>>>>
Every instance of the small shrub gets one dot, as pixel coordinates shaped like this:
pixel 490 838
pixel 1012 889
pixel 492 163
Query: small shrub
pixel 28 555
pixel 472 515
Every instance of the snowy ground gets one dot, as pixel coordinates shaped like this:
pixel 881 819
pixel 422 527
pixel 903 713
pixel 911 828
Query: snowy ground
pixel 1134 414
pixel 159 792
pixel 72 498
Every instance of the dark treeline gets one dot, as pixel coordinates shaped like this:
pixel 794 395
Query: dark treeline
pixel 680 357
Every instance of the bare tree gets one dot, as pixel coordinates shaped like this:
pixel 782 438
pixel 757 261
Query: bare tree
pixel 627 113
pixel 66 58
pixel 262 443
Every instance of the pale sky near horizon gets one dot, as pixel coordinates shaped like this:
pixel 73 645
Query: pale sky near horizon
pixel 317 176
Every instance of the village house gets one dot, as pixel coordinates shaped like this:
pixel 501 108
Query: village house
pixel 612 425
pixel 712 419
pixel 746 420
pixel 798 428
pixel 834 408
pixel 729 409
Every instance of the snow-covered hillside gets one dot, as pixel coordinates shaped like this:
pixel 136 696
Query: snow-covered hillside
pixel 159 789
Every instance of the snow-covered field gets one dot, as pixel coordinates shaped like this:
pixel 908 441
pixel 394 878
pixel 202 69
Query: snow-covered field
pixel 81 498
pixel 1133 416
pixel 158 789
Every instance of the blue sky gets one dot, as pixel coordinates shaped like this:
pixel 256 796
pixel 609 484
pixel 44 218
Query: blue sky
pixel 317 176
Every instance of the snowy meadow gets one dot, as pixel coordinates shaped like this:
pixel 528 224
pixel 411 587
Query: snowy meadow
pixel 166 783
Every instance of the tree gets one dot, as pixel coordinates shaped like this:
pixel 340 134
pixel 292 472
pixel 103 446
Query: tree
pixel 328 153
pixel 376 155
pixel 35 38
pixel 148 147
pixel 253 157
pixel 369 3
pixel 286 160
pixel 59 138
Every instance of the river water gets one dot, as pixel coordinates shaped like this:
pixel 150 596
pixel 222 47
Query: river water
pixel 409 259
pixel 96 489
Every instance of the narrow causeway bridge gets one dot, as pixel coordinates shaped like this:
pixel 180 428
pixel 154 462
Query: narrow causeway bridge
<<<<
__EXERCISE DIRECTIONS__:
Please format everything from the line containing "Every instance of the narrow" down to the last of the lines above as a Markdown table with the columns Row and Line. Number each row and leave out blank lines.

__REPLY TO THE EXERCISE__:
| Row | Line |
|---|---|
| 1 | Every instance of the narrow causeway bridge gets one dot, as pixel coordinates shaped like this: |
| 2 | pixel 180 428 |
| 3 | pixel 154 462 |
| 4 | Query: narrow causeway bridge |